» Task directions: Each entry below has to be written out again exactly.

» Source material:

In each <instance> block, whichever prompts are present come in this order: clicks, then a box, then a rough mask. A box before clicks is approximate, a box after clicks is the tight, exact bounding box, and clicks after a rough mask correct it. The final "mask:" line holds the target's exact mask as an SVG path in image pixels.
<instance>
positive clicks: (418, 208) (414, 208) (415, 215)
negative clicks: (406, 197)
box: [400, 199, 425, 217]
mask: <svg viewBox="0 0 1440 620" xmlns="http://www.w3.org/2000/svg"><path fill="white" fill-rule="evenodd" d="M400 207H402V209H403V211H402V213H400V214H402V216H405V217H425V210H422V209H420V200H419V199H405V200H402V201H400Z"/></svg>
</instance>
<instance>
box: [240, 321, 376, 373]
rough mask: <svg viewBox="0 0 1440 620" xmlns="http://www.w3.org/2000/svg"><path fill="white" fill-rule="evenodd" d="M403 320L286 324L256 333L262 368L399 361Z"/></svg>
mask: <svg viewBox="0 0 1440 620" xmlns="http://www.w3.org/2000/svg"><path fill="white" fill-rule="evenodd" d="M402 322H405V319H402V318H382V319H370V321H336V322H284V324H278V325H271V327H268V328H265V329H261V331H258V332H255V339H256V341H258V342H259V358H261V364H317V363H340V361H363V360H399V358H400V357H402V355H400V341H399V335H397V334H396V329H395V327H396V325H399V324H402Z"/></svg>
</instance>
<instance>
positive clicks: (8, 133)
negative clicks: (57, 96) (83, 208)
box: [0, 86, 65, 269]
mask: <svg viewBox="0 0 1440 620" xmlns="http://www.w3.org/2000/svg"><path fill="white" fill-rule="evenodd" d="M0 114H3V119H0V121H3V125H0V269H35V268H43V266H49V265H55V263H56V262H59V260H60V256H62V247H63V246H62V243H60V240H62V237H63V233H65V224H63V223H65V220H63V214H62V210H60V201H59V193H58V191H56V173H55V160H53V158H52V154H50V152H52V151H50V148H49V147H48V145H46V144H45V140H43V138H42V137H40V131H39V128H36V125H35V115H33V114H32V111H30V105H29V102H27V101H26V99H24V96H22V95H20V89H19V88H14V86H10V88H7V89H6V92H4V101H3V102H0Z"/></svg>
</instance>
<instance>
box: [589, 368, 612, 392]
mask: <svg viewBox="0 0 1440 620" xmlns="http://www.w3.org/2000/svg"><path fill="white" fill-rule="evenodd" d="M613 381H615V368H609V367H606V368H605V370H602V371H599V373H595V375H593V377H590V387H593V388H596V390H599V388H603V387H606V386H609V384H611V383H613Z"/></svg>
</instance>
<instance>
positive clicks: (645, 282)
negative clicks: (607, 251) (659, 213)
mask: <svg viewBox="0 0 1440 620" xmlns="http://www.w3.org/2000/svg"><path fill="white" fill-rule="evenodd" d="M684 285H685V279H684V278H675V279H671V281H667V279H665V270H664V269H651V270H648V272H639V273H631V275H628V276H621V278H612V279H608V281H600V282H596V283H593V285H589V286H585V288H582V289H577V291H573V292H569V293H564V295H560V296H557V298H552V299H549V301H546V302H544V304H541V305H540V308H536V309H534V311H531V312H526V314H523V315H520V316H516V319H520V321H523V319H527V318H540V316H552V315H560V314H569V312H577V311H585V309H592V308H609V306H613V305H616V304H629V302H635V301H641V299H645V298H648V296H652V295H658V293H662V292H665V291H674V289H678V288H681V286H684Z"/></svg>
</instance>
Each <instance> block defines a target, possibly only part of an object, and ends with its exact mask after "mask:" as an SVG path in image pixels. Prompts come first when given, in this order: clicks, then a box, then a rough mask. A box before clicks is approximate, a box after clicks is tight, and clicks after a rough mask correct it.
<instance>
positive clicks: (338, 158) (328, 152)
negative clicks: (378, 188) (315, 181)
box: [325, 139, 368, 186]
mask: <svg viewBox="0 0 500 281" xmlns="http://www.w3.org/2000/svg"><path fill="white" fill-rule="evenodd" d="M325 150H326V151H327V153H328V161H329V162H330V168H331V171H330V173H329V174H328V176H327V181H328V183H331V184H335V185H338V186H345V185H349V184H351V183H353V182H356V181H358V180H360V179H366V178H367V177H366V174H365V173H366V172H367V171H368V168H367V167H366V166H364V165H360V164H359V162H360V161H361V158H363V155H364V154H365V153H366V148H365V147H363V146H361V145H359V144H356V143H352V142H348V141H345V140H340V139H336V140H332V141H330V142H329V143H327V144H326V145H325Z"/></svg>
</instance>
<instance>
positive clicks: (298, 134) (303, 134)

» Reply to the task:
In each <instance> block, whichever prompts are present come in this order: clicks, then a box, then a rough mask. A box before clicks is approximate, a box after clicks is the tight, exact bounding box, and clicks after a rough mask correct it. The final "mask:" line holds the target's exact mask as an SVG path in image pixels.
<instance>
positive clicks: (418, 208) (414, 208) (415, 215)
negative clicks: (406, 197)
box: [400, 199, 425, 217]
mask: <svg viewBox="0 0 1440 620" xmlns="http://www.w3.org/2000/svg"><path fill="white" fill-rule="evenodd" d="M400 207H402V209H403V211H402V213H400V214H402V216H405V217H425V210H422V209H420V200H419V199H405V200H402V201H400Z"/></svg>
</instance>
<instance>
box: [240, 321, 376, 373]
rough mask: <svg viewBox="0 0 1440 620" xmlns="http://www.w3.org/2000/svg"><path fill="white" fill-rule="evenodd" d="M403 320L286 324L256 333L262 368L399 361Z"/></svg>
mask: <svg viewBox="0 0 1440 620" xmlns="http://www.w3.org/2000/svg"><path fill="white" fill-rule="evenodd" d="M402 322H405V319H402V318H382V319H370V321H336V322H284V324H278V325H271V327H268V328H265V329H261V331H258V332H255V339H256V341H258V342H259V358H261V364H317V363H340V361H363V360H399V358H400V357H402V355H400V341H399V335H397V334H396V329H395V327H396V325H399V324H402Z"/></svg>
</instance>
<instance>
positive clicks: (8, 133)
negative clicks: (57, 96) (83, 208)
box: [0, 86, 65, 269]
mask: <svg viewBox="0 0 1440 620" xmlns="http://www.w3.org/2000/svg"><path fill="white" fill-rule="evenodd" d="M0 114H3V119H0V121H3V125H0V269H35V268H43V266H49V265H55V263H56V262H59V260H60V256H62V247H63V246H62V243H60V240H62V237H63V233H65V224H63V223H65V220H63V214H62V210H60V201H59V193H58V191H56V173H55V160H53V158H52V154H50V152H52V151H50V148H49V147H48V145H46V144H45V140H43V138H42V137H40V131H39V128H36V125H35V115H33V114H32V111H30V105H29V102H27V101H26V99H24V96H22V95H20V89H19V88H14V86H10V88H7V89H6V92H4V101H3V102H0Z"/></svg>
</instance>
<instance>
box: [589, 368, 612, 392]
mask: <svg viewBox="0 0 1440 620" xmlns="http://www.w3.org/2000/svg"><path fill="white" fill-rule="evenodd" d="M613 381H615V368H609V367H606V368H605V370H602V371H599V373H595V375H593V377H590V387H593V388H596V390H599V388H603V387H606V386H609V384H611V383H613Z"/></svg>
</instance>
<instance>
positive clicks: (645, 282)
negative clicks: (607, 251) (659, 213)
mask: <svg viewBox="0 0 1440 620" xmlns="http://www.w3.org/2000/svg"><path fill="white" fill-rule="evenodd" d="M684 285H685V279H684V278H675V279H671V281H667V279H665V270H664V269H651V270H648V272H639V273H631V275H628V276H621V278H612V279H608V281H600V282H596V283H593V285H589V286H585V288H582V289H577V291H573V292H569V293H564V295H560V296H557V298H552V299H549V301H546V302H544V304H541V305H540V308H536V309H534V311H531V312H526V314H523V315H520V316H516V319H520V321H523V319H527V318H540V316H552V315H560V314H569V312H577V311H585V309H592V308H609V306H613V305H616V304H629V302H635V301H641V299H645V298H648V296H652V295H658V293H662V292H665V291H674V289H678V288H681V286H684Z"/></svg>
</instance>
Each <instance> block defines a target, possibly only part of an object, and ends with its exact mask after "mask:" as an SVG path in image pixels. Prompts come first when given, in this order: clicks, then a box, then a rough mask. A box before clicks is approximate, a box after clicks is tight, and clicks after a rough mask correct it.
<instance>
positive clicks: (338, 158) (328, 152)
negative clicks: (378, 188) (315, 181)
box: [325, 139, 368, 186]
mask: <svg viewBox="0 0 500 281" xmlns="http://www.w3.org/2000/svg"><path fill="white" fill-rule="evenodd" d="M325 150H326V151H327V153H328V161H329V162H330V168H331V171H330V173H329V174H328V176H327V181H328V183H331V184H335V185H338V186H345V185H349V184H351V183H353V182H356V181H358V180H360V179H366V178H367V177H366V174H365V173H366V172H367V171H368V168H367V167H366V166H364V165H360V164H359V162H360V161H361V158H363V155H364V154H365V153H366V148H365V147H363V146H361V145H359V144H356V143H352V142H348V141H345V140H340V139H336V140H332V141H330V142H329V143H327V144H326V145H325Z"/></svg>
</instance>
<instance>
positive clicks: (298, 134) (303, 134)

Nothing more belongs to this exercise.